* **To do**
Please select every line of the material below that contains the word "noun". Case counts.

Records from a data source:
╭──
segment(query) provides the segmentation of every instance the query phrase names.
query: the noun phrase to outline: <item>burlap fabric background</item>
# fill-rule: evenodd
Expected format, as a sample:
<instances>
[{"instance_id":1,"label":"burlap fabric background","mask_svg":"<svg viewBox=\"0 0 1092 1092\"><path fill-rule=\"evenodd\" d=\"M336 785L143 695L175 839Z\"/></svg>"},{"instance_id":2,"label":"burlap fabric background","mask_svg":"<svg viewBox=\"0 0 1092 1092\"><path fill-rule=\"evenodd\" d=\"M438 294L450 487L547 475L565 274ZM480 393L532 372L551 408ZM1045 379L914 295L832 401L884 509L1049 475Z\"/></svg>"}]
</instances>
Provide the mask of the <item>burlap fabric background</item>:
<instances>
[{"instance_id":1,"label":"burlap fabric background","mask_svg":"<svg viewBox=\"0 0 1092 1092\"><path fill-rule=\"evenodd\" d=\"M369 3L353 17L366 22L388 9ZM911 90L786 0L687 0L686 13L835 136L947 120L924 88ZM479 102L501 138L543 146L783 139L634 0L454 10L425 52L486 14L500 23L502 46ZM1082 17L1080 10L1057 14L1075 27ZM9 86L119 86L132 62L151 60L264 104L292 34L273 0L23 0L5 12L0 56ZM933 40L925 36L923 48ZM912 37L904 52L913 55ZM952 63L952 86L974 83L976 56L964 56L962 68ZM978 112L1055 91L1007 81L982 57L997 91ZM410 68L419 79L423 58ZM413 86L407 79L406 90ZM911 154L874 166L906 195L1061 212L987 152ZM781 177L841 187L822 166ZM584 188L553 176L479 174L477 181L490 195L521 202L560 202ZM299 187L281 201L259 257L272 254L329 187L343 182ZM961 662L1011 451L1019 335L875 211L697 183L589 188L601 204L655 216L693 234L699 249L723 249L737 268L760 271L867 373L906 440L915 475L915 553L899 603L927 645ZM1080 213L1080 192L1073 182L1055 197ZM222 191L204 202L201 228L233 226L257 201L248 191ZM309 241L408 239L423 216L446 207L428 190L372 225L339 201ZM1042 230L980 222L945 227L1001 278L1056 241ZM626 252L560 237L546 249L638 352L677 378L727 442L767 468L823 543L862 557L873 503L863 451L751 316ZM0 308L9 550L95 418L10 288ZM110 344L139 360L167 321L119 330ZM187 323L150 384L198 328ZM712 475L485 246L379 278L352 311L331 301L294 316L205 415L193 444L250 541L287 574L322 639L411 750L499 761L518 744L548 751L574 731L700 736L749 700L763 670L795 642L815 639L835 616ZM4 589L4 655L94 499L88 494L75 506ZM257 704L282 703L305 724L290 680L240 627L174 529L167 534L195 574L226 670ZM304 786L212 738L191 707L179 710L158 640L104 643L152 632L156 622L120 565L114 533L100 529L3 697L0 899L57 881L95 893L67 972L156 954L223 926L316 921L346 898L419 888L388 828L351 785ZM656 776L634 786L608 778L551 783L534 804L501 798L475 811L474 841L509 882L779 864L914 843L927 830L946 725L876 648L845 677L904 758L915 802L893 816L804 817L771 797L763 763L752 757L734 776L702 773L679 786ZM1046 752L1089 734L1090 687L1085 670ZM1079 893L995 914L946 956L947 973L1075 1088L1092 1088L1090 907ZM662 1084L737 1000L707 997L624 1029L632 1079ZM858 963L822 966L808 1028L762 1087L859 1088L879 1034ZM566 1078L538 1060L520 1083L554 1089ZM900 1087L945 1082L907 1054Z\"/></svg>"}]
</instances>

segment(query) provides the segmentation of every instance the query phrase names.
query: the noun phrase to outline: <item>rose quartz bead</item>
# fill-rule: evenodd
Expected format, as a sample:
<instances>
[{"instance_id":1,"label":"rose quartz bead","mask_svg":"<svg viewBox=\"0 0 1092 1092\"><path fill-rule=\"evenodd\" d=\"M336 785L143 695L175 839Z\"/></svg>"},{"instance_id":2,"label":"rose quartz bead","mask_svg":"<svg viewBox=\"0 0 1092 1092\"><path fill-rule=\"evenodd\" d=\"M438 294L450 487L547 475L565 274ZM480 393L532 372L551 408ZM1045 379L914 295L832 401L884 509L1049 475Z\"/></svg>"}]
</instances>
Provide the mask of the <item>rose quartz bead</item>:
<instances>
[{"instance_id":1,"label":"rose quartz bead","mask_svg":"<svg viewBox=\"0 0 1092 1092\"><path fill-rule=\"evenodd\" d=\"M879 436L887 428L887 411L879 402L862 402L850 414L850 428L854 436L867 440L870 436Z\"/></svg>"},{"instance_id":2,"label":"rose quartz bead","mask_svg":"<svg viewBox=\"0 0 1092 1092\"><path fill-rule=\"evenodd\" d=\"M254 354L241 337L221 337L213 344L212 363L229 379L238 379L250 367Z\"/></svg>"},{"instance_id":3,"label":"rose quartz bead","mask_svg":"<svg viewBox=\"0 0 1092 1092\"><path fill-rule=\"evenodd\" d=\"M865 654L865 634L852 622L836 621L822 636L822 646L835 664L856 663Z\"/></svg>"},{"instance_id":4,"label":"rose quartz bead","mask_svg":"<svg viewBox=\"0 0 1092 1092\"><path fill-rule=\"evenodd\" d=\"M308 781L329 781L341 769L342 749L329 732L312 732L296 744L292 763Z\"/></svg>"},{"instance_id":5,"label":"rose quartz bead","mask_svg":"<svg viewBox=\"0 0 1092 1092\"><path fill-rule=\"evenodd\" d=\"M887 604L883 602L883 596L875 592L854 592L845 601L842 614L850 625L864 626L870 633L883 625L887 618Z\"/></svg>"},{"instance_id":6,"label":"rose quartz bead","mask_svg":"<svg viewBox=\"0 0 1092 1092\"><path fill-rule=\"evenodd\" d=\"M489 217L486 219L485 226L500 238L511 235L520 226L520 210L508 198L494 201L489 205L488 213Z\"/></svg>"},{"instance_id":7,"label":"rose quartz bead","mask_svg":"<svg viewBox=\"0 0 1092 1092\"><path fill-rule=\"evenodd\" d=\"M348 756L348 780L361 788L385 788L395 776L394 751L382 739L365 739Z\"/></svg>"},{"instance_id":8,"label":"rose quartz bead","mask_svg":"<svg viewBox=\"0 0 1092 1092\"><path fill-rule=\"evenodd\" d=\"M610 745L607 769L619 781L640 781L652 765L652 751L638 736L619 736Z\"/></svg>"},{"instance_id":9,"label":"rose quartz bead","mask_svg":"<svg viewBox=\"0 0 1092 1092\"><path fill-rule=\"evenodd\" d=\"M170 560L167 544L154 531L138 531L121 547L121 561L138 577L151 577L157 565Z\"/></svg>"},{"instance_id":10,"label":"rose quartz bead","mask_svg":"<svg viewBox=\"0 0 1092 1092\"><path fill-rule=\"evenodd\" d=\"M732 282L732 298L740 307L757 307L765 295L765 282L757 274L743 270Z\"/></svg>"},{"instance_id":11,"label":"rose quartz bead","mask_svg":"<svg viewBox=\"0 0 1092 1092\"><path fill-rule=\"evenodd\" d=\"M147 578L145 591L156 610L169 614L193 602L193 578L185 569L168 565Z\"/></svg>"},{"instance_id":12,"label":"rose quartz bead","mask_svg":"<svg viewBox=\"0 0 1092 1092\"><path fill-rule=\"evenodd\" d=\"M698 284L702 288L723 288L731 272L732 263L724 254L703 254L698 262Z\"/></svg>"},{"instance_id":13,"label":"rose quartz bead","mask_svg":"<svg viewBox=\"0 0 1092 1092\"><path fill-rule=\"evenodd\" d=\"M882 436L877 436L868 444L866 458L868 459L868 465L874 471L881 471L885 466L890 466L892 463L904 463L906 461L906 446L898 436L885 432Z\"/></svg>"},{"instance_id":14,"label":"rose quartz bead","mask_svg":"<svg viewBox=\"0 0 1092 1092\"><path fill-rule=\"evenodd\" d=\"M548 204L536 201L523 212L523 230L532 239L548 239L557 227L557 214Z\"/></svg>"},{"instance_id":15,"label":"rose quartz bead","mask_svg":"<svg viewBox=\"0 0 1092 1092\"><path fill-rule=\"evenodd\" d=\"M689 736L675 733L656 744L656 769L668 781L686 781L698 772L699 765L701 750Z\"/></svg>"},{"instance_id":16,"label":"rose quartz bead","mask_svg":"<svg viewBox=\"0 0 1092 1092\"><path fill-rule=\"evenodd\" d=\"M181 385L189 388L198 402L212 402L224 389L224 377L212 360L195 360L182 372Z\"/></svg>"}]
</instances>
╰──
* **Complete output**
query: the noun phrase to outline: <item>burlap fabric background</item>
query: the noun phrase to outline: <item>rose quartz bead</item>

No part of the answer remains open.